What is being asked:
Select every line of the material below that contains the string "woman", and copy each one. Case counts, so match capital and lowercase letters exactly.

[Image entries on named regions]
#####

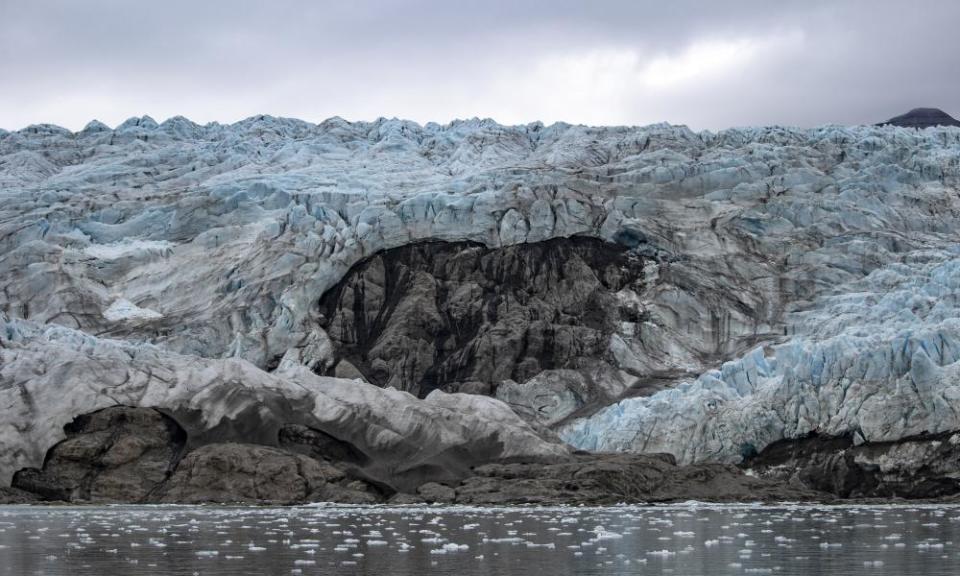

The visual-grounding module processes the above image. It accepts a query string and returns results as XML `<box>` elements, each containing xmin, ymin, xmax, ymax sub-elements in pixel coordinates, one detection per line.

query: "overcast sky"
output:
<box><xmin>0</xmin><ymin>0</ymin><xmax>960</xmax><ymax>130</ymax></box>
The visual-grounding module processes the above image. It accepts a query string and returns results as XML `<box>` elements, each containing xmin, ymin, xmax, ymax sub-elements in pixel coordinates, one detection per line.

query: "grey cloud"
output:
<box><xmin>0</xmin><ymin>0</ymin><xmax>960</xmax><ymax>129</ymax></box>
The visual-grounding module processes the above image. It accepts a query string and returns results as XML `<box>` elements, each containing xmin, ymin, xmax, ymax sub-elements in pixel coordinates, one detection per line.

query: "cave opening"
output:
<box><xmin>319</xmin><ymin>236</ymin><xmax>645</xmax><ymax>397</ymax></box>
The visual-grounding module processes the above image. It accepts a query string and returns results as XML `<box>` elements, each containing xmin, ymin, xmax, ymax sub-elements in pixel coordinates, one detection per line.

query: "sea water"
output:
<box><xmin>0</xmin><ymin>503</ymin><xmax>960</xmax><ymax>576</ymax></box>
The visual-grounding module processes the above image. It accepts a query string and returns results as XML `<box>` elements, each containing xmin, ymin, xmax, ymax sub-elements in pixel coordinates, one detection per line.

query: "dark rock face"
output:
<box><xmin>456</xmin><ymin>454</ymin><xmax>822</xmax><ymax>505</ymax></box>
<box><xmin>153</xmin><ymin>443</ymin><xmax>378</xmax><ymax>504</ymax></box>
<box><xmin>13</xmin><ymin>406</ymin><xmax>186</xmax><ymax>502</ymax></box>
<box><xmin>743</xmin><ymin>433</ymin><xmax>960</xmax><ymax>498</ymax></box>
<box><xmin>417</xmin><ymin>482</ymin><xmax>457</xmax><ymax>504</ymax></box>
<box><xmin>320</xmin><ymin>237</ymin><xmax>643</xmax><ymax>397</ymax></box>
<box><xmin>0</xmin><ymin>487</ymin><xmax>40</xmax><ymax>504</ymax></box>
<box><xmin>880</xmin><ymin>108</ymin><xmax>960</xmax><ymax>128</ymax></box>
<box><xmin>278</xmin><ymin>424</ymin><xmax>370</xmax><ymax>466</ymax></box>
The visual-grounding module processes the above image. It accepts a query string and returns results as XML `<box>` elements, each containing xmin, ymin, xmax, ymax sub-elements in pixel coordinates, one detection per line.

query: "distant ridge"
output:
<box><xmin>878</xmin><ymin>108</ymin><xmax>960</xmax><ymax>128</ymax></box>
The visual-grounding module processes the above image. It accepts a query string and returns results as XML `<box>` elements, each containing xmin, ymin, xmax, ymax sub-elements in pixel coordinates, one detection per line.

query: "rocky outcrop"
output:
<box><xmin>880</xmin><ymin>108</ymin><xmax>960</xmax><ymax>128</ymax></box>
<box><xmin>743</xmin><ymin>433</ymin><xmax>960</xmax><ymax>499</ymax></box>
<box><xmin>456</xmin><ymin>454</ymin><xmax>823</xmax><ymax>505</ymax></box>
<box><xmin>320</xmin><ymin>237</ymin><xmax>671</xmax><ymax>412</ymax></box>
<box><xmin>13</xmin><ymin>407</ymin><xmax>186</xmax><ymax>502</ymax></box>
<box><xmin>155</xmin><ymin>444</ymin><xmax>380</xmax><ymax>504</ymax></box>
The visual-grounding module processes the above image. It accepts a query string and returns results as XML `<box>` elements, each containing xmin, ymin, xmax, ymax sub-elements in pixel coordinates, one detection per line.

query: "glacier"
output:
<box><xmin>0</xmin><ymin>116</ymin><xmax>960</xmax><ymax>500</ymax></box>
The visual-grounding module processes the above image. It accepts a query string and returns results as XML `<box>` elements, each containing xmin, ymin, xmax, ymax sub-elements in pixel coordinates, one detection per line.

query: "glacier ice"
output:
<box><xmin>0</xmin><ymin>116</ymin><xmax>960</xmax><ymax>475</ymax></box>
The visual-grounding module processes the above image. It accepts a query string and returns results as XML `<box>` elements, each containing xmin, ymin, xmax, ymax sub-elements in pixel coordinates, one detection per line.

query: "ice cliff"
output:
<box><xmin>0</xmin><ymin>116</ymin><xmax>960</xmax><ymax>478</ymax></box>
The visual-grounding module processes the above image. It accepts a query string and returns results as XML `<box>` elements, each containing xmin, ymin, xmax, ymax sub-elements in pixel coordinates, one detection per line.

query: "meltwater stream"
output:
<box><xmin>0</xmin><ymin>503</ymin><xmax>960</xmax><ymax>576</ymax></box>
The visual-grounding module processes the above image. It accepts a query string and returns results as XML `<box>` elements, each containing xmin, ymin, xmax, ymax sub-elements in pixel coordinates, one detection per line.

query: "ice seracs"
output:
<box><xmin>0</xmin><ymin>116</ymin><xmax>960</xmax><ymax>490</ymax></box>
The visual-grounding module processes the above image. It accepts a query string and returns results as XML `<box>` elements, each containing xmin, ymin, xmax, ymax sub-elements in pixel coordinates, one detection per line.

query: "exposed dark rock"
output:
<box><xmin>0</xmin><ymin>487</ymin><xmax>40</xmax><ymax>504</ymax></box>
<box><xmin>278</xmin><ymin>424</ymin><xmax>370</xmax><ymax>466</ymax></box>
<box><xmin>879</xmin><ymin>108</ymin><xmax>960</xmax><ymax>128</ymax></box>
<box><xmin>743</xmin><ymin>433</ymin><xmax>960</xmax><ymax>498</ymax></box>
<box><xmin>387</xmin><ymin>492</ymin><xmax>423</xmax><ymax>506</ymax></box>
<box><xmin>13</xmin><ymin>406</ymin><xmax>186</xmax><ymax>502</ymax></box>
<box><xmin>456</xmin><ymin>454</ymin><xmax>823</xmax><ymax>505</ymax></box>
<box><xmin>152</xmin><ymin>443</ymin><xmax>377</xmax><ymax>504</ymax></box>
<box><xmin>417</xmin><ymin>482</ymin><xmax>457</xmax><ymax>504</ymax></box>
<box><xmin>320</xmin><ymin>237</ymin><xmax>644</xmax><ymax>397</ymax></box>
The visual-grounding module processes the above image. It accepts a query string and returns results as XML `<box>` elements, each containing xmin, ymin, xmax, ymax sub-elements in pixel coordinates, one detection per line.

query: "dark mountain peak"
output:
<box><xmin>878</xmin><ymin>108</ymin><xmax>960</xmax><ymax>128</ymax></box>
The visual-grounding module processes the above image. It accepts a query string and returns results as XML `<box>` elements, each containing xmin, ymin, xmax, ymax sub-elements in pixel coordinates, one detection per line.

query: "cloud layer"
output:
<box><xmin>0</xmin><ymin>0</ymin><xmax>960</xmax><ymax>129</ymax></box>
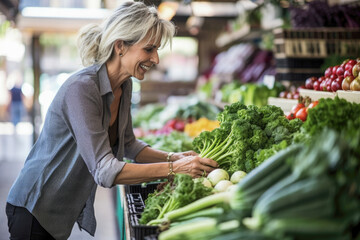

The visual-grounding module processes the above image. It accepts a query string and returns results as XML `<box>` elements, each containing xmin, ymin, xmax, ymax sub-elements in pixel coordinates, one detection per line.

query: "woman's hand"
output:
<box><xmin>173</xmin><ymin>155</ymin><xmax>219</xmax><ymax>178</ymax></box>
<box><xmin>170</xmin><ymin>151</ymin><xmax>199</xmax><ymax>162</ymax></box>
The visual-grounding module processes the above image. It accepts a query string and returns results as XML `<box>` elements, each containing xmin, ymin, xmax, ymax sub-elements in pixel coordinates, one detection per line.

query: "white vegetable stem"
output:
<box><xmin>207</xmin><ymin>168</ymin><xmax>229</xmax><ymax>186</ymax></box>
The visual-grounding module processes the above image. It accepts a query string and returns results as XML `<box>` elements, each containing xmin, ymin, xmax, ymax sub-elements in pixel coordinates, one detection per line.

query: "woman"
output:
<box><xmin>6</xmin><ymin>2</ymin><xmax>217</xmax><ymax>239</ymax></box>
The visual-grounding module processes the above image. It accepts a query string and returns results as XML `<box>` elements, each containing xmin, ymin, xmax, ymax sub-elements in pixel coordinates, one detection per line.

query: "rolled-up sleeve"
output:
<box><xmin>94</xmin><ymin>154</ymin><xmax>125</xmax><ymax>188</ymax></box>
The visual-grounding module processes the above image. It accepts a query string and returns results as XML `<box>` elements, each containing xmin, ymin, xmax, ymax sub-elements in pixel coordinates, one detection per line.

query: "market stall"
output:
<box><xmin>117</xmin><ymin>1</ymin><xmax>360</xmax><ymax>240</ymax></box>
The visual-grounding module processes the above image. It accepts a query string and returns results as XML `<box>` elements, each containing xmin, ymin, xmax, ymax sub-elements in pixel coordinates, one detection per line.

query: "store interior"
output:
<box><xmin>0</xmin><ymin>0</ymin><xmax>360</xmax><ymax>240</ymax></box>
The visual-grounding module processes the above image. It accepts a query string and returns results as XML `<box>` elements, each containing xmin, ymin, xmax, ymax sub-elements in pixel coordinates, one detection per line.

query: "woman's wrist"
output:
<box><xmin>166</xmin><ymin>152</ymin><xmax>175</xmax><ymax>162</ymax></box>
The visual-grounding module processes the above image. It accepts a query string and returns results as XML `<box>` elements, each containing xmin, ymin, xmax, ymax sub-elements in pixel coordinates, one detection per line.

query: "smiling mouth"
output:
<box><xmin>140</xmin><ymin>64</ymin><xmax>152</xmax><ymax>71</ymax></box>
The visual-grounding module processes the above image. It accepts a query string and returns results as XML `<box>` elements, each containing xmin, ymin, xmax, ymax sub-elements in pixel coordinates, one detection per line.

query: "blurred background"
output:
<box><xmin>0</xmin><ymin>0</ymin><xmax>360</xmax><ymax>240</ymax></box>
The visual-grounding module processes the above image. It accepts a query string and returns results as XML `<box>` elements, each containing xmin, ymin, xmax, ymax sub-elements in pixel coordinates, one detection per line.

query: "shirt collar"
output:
<box><xmin>96</xmin><ymin>63</ymin><xmax>131</xmax><ymax>96</ymax></box>
<box><xmin>97</xmin><ymin>63</ymin><xmax>112</xmax><ymax>96</ymax></box>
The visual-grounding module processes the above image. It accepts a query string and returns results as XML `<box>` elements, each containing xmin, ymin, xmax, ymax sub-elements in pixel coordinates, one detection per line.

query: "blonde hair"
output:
<box><xmin>78</xmin><ymin>2</ymin><xmax>175</xmax><ymax>66</ymax></box>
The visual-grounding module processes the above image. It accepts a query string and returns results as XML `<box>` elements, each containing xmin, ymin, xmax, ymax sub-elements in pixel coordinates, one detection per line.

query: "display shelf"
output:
<box><xmin>299</xmin><ymin>89</ymin><xmax>336</xmax><ymax>101</ymax></box>
<box><xmin>336</xmin><ymin>90</ymin><xmax>360</xmax><ymax>103</ymax></box>
<box><xmin>216</xmin><ymin>24</ymin><xmax>264</xmax><ymax>47</ymax></box>
<box><xmin>268</xmin><ymin>97</ymin><xmax>299</xmax><ymax>114</ymax></box>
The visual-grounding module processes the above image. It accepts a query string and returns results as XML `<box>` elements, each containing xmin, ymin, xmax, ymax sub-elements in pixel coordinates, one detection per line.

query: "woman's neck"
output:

#####

Result of this task:
query: "woman's hand"
query: "woman"
query: "woman's wrist"
query: "woman's neck"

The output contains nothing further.